§ **EXCERPT PROVIDED**
━━━━━━━━
As soon as I wrote the title for this lens, I realised how perverse it sounded! It didn't help that the captcha phrase I had to type was penetrate! OK, enough of my useless attempt at humour, time to get into the lovey dovey side!
I am quite new at this Squidoo lark, though it hasn't taken me long to fall head over 'eels' in love. I realise everyone will be writing this kind of rubbish, but I know i won't win...I'm all about the love (hint, hint).
Well here it goes, my reasons....
Where would I be without Squidoo?
Squidoo has given me the opportunity to tell the World (well, underwater World) about some of the wonderful places i've been to. I love to travel, love to read about travel, love to hear about travel....but more than anything I love to TALK about travel!Now here is where the problem lies....
I talk, like Russian miners drink Wodka. I do not shut up, I seem to have some kind of breathing system which allows me to carry on talking when others need to pause for air. This is handy for people like me, as it means we can carry on and finish our sentance before anyone can say hey wait this aint interesting.
Anyhow I digress (see what I mean)......
In the evenings my poor worn out other half gets to hear me rabbit on about these wonderful places I have been, where I thought was the best food, where I believed the best hiking was and so forth. I'm sure she would not mind so much if it was not for the fact that a) she has heard it all before in surround sound, b) I do seem to have the most irritating voice and gesticulating hand gestures and c) She went to all of these places with me in the first place!
Now this may not seem to bad, for me anyhow, but alas everytime I start to reminisce about the hike to Machu Pichu or the food poisoning in Baku I get a stern look, followed by what sounds like a howl from an injured wolf and then I know its coming....
"If you carry on like that, you might as well go and sleep on the settee!"Five minutes pass and my face is contorted like a constipated Chicken, who has just seen a vision of its own mortality. I cannot take anymore and it slips out.....
"Hey sweetie, do you remember the time I tripped over an umbrella in New York that belonged to the chauffeur of the accountant of Paris Hilton's Dog?"
Nope! I haven't finished yet!

I start to hear the rumbles of thunder, the flashes of lightning and then it happens! The red eyes of my lovely soul mate giving me dagger looks from the other side of bed! Without a word being said, I gather my book, reading glasses and the spare blanket and saunter down the stairs like a puppy who has lost its master.
So here we are at the whole reason I subjected you to this whole story....
Without Squidoo, I would have no way to release all my pent up Travel talk. Thanks to Squidoo I sleep in my own bed! Thanks to Squidoo I have a marriage and a wife that loves me adequately enough! Thanks to Squidoo my children only have to live in one house! Thanks to Squidoo, lawyers miss out on thousands of pounds of my money, meaning I can spend my hard earned cash on useless gadgets from shops in the High Street!

Bascially this means that by being here, Squidoo is single handedly propping up the British economy!
━━━━━━━━
§ **STATED EXERCISE 1**
List every line of the records that contains the string "strap".
The text and the records are unrelated and should be handled separately.

§ **TASK MATERIAL**
━━━━━━━━
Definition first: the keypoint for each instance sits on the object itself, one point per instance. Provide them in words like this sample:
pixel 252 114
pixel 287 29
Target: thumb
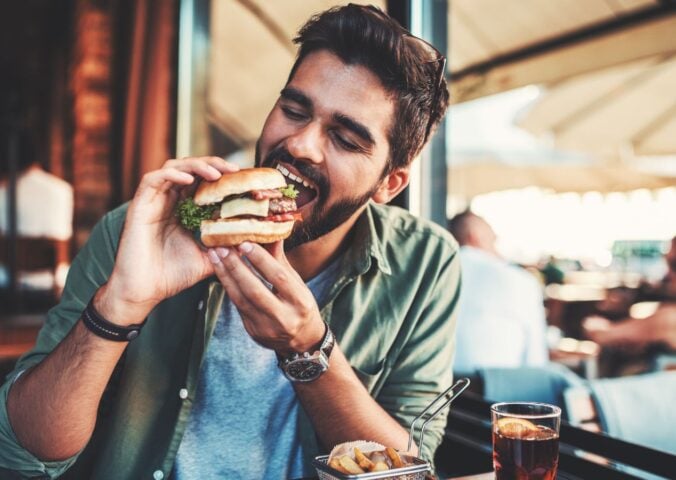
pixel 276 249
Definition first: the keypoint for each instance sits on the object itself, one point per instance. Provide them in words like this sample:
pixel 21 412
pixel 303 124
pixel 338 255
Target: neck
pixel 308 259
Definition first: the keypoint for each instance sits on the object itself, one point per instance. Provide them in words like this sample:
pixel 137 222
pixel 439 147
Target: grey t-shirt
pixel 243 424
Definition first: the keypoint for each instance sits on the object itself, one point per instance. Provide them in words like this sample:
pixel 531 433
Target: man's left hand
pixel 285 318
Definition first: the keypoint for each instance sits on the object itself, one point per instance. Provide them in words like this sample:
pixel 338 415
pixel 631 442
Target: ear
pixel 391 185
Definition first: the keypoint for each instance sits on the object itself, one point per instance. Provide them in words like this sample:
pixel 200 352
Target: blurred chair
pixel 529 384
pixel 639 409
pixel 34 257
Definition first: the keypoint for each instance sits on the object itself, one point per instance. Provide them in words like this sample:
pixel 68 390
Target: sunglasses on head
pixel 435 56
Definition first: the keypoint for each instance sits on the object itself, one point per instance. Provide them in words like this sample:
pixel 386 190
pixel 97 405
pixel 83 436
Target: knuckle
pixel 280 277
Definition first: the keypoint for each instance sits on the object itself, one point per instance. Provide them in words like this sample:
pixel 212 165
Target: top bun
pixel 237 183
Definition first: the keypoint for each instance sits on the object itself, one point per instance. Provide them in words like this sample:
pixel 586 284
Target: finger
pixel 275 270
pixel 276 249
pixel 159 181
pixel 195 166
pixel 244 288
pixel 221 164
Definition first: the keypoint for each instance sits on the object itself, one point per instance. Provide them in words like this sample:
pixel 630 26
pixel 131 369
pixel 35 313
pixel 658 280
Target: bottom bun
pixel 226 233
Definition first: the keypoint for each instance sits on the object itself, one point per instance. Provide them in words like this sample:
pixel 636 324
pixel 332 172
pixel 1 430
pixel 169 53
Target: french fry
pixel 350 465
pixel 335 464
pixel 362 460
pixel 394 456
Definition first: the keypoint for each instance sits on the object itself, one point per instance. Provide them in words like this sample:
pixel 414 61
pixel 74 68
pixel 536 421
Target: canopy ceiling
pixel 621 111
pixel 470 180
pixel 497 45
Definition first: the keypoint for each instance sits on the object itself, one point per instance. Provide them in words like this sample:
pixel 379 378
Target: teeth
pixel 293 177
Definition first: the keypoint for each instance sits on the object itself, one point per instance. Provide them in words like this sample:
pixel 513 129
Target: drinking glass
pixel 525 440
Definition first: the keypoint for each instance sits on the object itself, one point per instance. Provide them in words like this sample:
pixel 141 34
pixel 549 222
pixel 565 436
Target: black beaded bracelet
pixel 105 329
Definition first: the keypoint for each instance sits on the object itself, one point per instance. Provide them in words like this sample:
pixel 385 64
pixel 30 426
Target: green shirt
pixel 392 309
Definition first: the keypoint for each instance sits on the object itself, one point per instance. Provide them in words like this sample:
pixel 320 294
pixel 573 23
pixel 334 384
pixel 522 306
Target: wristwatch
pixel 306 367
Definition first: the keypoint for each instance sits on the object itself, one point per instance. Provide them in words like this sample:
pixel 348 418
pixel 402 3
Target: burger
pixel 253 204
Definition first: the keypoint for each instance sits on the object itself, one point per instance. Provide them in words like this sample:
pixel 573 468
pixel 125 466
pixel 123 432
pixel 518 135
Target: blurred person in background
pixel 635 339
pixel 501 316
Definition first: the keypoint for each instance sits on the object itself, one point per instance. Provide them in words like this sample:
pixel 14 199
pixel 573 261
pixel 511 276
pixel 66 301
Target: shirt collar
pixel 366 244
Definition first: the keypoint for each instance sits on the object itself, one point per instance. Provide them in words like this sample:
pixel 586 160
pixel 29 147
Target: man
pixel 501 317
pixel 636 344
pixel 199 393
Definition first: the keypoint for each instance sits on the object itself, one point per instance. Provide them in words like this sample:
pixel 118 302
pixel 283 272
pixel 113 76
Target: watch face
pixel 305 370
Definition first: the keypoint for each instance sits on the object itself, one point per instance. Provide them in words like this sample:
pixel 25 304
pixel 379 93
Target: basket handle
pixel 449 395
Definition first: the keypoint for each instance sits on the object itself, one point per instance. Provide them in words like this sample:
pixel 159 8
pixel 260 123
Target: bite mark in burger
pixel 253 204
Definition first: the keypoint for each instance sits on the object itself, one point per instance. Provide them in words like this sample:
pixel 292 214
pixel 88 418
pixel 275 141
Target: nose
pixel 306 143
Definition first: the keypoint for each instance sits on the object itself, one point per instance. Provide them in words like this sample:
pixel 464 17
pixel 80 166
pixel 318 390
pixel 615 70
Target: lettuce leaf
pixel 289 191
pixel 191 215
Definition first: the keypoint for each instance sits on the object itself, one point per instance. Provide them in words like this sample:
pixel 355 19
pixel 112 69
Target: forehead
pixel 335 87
━━━━━━━━
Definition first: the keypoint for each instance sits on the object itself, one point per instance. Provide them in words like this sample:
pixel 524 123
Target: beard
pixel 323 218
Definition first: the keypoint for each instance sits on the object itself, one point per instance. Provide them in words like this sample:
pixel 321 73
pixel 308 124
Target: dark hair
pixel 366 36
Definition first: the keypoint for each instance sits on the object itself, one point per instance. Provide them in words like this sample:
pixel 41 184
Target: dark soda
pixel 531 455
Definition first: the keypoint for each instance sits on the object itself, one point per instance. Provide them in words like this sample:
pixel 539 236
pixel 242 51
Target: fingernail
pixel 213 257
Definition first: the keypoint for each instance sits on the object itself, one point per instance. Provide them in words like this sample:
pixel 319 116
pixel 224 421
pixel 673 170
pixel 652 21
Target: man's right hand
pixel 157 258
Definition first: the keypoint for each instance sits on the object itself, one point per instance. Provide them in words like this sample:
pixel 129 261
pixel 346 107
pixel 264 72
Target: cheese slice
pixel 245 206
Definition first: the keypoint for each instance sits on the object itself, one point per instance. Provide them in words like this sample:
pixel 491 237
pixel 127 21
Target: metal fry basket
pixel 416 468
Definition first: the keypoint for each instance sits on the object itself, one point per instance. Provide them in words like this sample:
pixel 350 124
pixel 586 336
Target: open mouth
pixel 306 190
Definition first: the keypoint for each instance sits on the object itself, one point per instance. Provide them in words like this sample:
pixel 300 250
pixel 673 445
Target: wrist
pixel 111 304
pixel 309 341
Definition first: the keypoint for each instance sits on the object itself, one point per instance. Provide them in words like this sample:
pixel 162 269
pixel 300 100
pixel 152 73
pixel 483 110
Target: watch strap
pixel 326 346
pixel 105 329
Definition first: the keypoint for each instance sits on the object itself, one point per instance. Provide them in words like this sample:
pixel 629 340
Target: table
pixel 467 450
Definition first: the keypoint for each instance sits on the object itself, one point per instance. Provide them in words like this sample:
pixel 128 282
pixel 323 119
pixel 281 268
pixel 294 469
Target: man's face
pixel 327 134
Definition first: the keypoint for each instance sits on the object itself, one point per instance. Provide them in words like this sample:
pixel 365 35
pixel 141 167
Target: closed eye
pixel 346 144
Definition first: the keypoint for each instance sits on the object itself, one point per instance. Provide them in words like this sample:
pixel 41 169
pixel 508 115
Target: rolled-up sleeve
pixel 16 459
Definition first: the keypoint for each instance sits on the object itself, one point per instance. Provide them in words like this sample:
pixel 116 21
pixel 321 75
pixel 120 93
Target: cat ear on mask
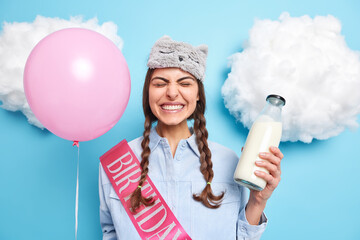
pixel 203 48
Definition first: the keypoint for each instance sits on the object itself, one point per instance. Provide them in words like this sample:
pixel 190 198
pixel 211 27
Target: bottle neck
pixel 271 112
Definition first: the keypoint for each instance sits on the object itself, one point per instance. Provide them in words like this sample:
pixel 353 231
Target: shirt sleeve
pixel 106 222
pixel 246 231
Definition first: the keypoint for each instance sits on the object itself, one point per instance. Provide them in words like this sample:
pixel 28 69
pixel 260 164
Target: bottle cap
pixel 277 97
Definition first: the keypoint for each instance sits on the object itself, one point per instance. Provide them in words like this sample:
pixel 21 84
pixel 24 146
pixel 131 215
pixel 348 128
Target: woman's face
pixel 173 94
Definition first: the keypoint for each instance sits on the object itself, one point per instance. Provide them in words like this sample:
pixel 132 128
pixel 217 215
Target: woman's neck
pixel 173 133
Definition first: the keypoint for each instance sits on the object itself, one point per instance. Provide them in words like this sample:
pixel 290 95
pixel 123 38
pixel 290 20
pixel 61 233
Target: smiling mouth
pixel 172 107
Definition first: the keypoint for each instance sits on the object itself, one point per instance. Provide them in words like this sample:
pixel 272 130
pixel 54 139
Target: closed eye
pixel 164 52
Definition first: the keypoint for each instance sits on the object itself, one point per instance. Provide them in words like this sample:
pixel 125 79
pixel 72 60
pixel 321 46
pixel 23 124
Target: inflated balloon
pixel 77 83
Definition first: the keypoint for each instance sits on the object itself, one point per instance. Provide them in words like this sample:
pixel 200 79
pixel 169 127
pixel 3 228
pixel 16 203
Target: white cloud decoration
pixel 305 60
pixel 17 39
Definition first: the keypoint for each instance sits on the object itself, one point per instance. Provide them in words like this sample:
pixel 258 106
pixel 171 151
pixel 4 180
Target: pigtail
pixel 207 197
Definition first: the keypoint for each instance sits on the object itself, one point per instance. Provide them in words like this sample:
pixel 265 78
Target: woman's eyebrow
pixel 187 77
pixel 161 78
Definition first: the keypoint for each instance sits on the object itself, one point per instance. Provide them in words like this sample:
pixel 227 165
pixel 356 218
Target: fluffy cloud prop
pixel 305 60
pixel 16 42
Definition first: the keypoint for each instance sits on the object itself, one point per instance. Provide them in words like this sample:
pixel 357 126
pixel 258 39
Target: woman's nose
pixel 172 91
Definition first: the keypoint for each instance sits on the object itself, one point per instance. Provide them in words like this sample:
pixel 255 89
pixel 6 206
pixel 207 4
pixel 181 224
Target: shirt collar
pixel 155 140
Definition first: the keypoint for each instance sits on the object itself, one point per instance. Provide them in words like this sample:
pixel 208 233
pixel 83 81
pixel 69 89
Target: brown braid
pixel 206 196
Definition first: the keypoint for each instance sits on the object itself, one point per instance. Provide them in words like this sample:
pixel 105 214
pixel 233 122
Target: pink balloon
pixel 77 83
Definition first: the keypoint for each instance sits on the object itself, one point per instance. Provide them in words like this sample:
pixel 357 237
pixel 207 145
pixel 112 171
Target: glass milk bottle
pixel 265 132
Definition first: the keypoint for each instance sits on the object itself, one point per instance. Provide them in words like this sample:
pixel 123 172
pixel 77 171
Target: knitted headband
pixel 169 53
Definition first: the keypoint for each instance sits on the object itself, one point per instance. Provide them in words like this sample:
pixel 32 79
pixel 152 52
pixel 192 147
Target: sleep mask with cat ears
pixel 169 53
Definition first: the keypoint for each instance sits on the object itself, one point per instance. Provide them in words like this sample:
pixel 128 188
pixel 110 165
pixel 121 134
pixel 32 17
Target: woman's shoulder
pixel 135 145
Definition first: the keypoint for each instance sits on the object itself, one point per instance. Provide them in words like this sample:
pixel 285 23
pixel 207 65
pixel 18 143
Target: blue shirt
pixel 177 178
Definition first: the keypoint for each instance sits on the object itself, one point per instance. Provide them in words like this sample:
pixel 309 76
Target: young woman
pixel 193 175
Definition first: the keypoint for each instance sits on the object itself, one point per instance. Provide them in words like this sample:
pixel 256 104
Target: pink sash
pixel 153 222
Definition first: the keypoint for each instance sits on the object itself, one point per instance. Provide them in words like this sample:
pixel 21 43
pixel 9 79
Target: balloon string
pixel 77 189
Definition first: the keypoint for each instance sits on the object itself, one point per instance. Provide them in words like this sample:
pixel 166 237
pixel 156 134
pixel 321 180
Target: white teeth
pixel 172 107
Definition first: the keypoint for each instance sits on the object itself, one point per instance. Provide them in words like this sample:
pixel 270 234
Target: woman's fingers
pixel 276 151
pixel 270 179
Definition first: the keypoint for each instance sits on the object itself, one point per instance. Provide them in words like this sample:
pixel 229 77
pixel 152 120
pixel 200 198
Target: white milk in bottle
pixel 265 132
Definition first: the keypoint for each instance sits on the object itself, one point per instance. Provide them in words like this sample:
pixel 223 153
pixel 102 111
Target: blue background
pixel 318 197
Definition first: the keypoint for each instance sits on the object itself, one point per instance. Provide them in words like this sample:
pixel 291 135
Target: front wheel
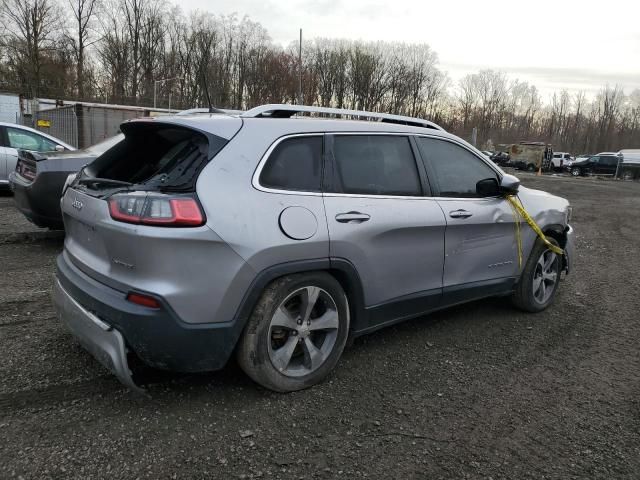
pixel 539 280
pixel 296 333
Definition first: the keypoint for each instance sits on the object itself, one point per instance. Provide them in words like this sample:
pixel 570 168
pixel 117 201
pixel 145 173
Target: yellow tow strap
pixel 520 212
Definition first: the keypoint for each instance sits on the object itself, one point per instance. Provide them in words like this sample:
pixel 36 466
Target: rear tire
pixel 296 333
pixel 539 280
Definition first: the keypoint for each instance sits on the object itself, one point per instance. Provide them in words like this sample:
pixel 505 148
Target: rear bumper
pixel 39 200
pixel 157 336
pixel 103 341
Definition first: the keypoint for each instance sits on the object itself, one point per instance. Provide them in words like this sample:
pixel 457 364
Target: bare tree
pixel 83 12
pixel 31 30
━━━━━━━━
§ **STATED EXERCISE 2**
Answer these questions about the Squidoo post:
(a) What word did the writer have to type for the captcha?
(b) Where did the writer get food poisoning?
(c) What three things does the writer gather before going down the stairs?

§ **REPLY 1**
Target: watch strap
Target: yellow tow strap

§ **REPLY 2**
(a) penetrate
(b) Baku
(c) A book, reading glasses and the spare blanket